→ **Consigne 1**
Trouvez dans les enregistrements chaque ligne contenant la chaîne « metal » et recopiez-la, en respectant la casse.

→ **Document source**

━━━━━━━━━━━━━━━━━━━━━━━━━━━━━━

Un beau livre aux confluents de l’histoire, de la biographie, du récit ethnographique.
Il est des catalogues d’exposition que l’on a plaisir à refeuilleter, comme un album photos où chaque cliché renferme des vies et des histoires. Celui de l’exposition Tea for Two, Les rituels du thé dans le monde, organisé par la Galerie du Crédit Communal entre octobre 1999 et janvier 2000, en fait partie.
Aux confluents de l’histoire, de la biographie ou du récit ethnographique, ce beau livre est à l’image d’une exploration qui révèle toute l’industrie humaine déployée autour du camellia sinensis.
Catherine de Bragance, un destin entre deux couronnes d’Europe
S’il est communément admis que l’habitude de prendre du thé à la cour d’Angleterre fut introduite par Catherine de Bragance (1638 – 1705) suite à son mariage en 1662 avec Charles II (1630 – 1685), le chapitre consacré à la « Tea Drinking Queen » nous place aux arrière – loges de son destin.
Et voilà que l’on s’imagine le réconfort que procurât le thé à l’Infante du Portugal malgré l’amer privilège d’avoir vécu au cœur de deux couronnes européennes majeures de son temps, entre luttes d’influence et intrigues de cour.
La Compagnie d’Ostende
Face aux promesses de fortune liées au commerce avec l’Orient, les Compagnies européennes des Indes voient le jour les unes après les autres. L’Empire britannique ouvre le bal en 1600 avec l’East India Company, suivi par les Hollandais (1602), puis les Français (1664).
Le récit de Diane Hennebert nous en dit plus sur la Compagnie d’Ostende fondée en 1722, ainsi que le potentiel de développement auquel elle dut renoncer face aux pressions de ses plus imposants voisins. Ainsi va l’histoire d’une Compagnie européenne des Indes contrainte de conjuguer ses ambitions en mode mineur.
Des ambitions et des empires
De Twinings à la Gorreana, les générations se succèdent pour faire perdurer l’héritage de plusieurs siècles. Du Strand de Londres aux larges des Açores, deux chapitres retracent deux histoires du thé européen.
La réussite de la famille Twinings s’étend du premier café d’Angleterre à servir du thé à la Guilde des marchands de thé, et même jusqu’à un établissement bancaire… L’importance de cette famille sur le négoce du thé britannique et mondial se maintient jusqu’à la 8e génération qui célèbre son 250e anniversaire en 1956… avant de rejoindre quelques temps plus tard le giron d’une firme d’agro-alimentaire anglaise.
Plus loin, sur un archipel au cœur de l’Atlantique, quelques clans aux patronymes lusitaniens s’efforcent de faire perdurer leur production de thé, savoir-faire acquis auprès de cultivateurs chinois que l’on fit venir de Macao en 1878.
Un art du thé à la Française
Il était un pays, la France, où n’existaient ni plantation, ni tradition de dégustation du camellia sinensis. Pourtant, il y a bien une touche française du thé, tout à fait unique, que détaille Kitti Cha Sangmanee d’origine thaïlandaise, à la tête de Mariage Frères depuis 1983.

━━━━━━━━━━━━━━━━━━━━━━━━━━━━━━

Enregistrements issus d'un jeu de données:
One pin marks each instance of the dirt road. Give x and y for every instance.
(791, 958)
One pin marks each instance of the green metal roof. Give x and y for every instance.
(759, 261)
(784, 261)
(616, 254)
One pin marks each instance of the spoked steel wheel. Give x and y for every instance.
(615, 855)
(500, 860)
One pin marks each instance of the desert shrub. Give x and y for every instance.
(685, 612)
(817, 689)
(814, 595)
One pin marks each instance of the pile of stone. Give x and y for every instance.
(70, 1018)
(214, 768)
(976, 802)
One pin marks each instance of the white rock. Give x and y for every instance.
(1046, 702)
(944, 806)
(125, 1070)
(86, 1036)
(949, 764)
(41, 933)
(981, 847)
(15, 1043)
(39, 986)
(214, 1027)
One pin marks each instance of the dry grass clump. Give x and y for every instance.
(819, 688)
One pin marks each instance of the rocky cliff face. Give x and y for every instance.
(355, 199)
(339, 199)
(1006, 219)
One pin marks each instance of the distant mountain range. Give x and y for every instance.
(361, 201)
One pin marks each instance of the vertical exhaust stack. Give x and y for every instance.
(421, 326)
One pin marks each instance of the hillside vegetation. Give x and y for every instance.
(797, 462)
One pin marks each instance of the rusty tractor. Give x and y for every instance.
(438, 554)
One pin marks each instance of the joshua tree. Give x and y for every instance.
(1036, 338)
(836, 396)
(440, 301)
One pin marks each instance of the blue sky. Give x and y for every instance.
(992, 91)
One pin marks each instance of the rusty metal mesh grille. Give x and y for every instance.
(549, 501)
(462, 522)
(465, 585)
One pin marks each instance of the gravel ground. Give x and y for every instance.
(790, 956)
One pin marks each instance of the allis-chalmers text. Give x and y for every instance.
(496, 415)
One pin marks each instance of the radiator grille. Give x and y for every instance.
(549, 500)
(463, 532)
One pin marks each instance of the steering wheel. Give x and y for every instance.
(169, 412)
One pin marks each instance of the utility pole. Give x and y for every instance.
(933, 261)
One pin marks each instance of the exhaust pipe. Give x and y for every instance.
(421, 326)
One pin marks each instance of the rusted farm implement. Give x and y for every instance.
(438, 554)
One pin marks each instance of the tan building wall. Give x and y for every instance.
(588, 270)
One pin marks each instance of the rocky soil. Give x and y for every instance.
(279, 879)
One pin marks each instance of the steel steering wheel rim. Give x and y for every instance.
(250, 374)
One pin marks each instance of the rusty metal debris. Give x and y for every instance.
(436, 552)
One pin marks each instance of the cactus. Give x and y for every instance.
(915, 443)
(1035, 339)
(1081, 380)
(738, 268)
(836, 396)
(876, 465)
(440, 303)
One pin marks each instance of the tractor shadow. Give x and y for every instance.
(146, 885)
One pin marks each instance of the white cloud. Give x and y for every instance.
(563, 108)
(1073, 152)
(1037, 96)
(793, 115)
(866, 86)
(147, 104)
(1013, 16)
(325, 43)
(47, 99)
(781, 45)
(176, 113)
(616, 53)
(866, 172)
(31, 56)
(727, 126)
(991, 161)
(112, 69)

━━━━━━━━━━━━━━━━━━━━━━━━━━━━━━

→ **Consigne 2**
Répondez brièvement aux questions suivantes d'après le texte sur le catalogue de l'exposition Tea for Two.
(a) En quelle année Catherine de Bragance épousa-t-elle Charles II ?
(b) En quelle année la Compagnie d'Ostende fut-elle fondée ?
(c) D'où fit-on venir les cultivateurs chinois en 1878 ?

→ **Réponse attendue 1**
One pin marks each instance of the green metal roof. Give x and y for every instance.
One pin marks each instance of the rusty metal mesh grille. Give x and y for every instance.
One pin marks each instance of the rusty metal debris. Give x and y for every instance.

→ **Réponse attendue 2**
(a) En 1662.
(b) En 1722.
(c) De Macao.